Directions → If a line in the data holds the string "rear", list it.

(Stored data entries)
◆ ◆ ◆ ◆
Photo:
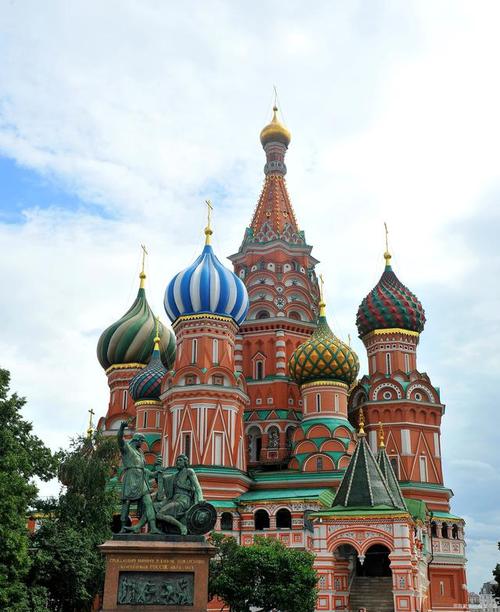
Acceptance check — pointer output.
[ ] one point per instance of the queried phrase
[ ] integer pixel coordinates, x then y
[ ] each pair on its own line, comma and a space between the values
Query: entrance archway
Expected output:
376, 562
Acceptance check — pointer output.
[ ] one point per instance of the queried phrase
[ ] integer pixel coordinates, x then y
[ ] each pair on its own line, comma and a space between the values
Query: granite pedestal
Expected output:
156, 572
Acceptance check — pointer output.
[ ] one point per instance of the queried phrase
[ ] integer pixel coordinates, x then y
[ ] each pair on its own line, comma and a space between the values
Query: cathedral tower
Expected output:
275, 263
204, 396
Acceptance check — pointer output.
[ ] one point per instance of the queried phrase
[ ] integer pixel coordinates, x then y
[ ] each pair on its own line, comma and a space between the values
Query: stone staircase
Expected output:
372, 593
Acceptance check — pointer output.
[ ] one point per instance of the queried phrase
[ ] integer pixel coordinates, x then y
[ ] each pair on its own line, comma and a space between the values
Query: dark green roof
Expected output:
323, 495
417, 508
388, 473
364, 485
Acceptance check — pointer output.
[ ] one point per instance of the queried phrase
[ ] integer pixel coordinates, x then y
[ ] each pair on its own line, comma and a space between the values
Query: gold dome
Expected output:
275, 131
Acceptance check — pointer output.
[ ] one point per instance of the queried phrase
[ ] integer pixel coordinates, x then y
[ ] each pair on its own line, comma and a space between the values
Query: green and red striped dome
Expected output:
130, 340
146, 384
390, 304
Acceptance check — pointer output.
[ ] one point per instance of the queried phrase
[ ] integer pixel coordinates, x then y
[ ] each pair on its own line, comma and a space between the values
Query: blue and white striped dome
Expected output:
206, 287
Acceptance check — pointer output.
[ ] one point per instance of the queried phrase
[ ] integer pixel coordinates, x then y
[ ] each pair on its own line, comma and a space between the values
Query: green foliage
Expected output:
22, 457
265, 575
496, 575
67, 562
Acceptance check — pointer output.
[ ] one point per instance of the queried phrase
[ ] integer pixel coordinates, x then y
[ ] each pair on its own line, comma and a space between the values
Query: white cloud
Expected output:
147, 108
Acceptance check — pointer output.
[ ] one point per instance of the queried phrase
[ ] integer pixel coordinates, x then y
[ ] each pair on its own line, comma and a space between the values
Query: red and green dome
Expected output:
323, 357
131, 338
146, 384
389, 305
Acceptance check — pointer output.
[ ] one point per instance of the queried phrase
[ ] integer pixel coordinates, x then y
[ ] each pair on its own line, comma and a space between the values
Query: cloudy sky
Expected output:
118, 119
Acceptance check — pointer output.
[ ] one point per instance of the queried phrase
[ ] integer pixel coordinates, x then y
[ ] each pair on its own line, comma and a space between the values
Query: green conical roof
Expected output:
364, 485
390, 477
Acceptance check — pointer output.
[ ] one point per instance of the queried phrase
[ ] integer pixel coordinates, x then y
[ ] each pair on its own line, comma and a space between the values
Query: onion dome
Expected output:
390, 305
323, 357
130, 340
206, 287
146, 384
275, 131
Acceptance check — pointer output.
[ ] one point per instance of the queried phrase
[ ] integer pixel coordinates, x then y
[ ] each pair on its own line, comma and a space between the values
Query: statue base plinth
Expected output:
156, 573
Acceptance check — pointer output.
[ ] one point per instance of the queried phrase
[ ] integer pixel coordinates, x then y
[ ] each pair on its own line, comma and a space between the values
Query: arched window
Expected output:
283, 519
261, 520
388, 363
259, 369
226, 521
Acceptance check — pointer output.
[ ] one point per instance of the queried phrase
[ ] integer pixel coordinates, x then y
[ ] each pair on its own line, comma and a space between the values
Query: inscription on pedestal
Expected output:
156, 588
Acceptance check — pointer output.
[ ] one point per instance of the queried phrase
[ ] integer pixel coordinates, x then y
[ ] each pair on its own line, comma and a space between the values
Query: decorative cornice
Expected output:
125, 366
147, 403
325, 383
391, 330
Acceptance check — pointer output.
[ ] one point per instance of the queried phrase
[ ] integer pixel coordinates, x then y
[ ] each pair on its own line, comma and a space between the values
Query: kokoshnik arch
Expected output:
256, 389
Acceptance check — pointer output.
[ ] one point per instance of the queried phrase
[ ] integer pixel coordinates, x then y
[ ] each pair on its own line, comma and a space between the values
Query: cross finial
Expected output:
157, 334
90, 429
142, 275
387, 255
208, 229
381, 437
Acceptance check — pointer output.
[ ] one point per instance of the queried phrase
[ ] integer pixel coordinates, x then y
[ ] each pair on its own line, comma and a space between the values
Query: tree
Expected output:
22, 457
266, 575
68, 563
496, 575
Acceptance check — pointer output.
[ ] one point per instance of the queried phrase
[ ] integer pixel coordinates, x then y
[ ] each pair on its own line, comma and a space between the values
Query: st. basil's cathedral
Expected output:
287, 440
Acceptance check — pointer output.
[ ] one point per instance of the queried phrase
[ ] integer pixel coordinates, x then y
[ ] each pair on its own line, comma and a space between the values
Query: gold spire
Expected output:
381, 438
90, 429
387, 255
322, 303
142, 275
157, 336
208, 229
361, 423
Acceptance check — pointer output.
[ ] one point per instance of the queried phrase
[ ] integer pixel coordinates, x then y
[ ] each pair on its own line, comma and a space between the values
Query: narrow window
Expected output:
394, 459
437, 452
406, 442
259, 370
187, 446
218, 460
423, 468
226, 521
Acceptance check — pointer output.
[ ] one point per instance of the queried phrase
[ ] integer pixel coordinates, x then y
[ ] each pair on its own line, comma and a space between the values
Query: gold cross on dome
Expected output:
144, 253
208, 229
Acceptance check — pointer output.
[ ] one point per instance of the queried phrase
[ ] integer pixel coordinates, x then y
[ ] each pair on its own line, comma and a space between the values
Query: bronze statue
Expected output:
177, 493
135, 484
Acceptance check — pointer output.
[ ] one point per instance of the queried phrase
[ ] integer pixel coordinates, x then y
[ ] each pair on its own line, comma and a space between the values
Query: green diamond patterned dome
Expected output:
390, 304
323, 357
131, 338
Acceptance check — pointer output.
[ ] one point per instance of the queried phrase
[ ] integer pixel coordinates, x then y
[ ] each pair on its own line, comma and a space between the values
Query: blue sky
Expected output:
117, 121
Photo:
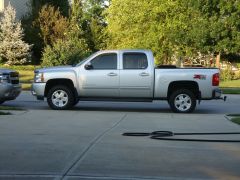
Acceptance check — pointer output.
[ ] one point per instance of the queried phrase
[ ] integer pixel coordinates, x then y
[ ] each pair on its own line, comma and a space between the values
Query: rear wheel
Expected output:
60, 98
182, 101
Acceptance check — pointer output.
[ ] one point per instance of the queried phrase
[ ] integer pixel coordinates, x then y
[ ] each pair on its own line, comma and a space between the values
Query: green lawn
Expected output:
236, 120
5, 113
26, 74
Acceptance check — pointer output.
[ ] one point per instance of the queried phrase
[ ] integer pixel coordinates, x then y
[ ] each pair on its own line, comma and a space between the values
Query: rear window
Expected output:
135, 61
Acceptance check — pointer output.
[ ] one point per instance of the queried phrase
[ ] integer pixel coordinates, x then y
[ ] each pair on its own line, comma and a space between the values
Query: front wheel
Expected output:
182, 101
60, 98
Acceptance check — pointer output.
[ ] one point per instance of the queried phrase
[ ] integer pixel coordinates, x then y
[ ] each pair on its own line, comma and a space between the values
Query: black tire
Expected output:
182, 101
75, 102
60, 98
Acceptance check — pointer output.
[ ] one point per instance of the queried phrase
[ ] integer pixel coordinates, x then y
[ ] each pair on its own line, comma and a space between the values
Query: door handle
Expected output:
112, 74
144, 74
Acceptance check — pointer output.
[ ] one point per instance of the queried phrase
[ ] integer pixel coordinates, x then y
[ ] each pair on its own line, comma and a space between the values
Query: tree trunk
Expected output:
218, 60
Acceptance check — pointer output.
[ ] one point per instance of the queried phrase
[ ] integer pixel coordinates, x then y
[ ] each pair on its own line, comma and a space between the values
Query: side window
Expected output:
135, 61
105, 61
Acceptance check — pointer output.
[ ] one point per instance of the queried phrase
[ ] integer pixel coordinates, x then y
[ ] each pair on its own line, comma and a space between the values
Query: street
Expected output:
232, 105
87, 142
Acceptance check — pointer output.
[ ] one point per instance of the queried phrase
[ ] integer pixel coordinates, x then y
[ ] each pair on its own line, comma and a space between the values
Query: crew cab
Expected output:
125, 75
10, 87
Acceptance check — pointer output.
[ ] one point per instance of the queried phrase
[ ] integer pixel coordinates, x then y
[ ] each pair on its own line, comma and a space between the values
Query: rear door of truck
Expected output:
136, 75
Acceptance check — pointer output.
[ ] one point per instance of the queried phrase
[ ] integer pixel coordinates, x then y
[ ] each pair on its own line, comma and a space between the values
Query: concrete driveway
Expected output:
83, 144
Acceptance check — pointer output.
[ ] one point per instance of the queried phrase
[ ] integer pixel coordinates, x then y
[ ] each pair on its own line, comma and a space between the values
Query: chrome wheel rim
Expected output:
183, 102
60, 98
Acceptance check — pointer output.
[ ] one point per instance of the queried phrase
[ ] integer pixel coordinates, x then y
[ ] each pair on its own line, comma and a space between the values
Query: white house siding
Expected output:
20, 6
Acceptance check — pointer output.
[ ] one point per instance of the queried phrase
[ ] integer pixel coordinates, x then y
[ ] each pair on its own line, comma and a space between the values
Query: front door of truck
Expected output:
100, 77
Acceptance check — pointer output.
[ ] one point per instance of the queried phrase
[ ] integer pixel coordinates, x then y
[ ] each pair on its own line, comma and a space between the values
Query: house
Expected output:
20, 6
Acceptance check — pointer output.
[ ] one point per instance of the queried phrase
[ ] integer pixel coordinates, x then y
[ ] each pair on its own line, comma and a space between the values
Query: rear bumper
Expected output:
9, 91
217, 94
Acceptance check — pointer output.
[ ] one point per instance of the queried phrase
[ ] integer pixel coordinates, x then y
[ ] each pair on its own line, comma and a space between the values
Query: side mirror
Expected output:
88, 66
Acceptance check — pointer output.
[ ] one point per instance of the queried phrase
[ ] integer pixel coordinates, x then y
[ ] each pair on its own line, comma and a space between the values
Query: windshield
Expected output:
◆ ◆ ◆ ◆
Result of this exercise →
Query: rear wheel
Query: rear window
Query: rear door of truck
Query: rear bumper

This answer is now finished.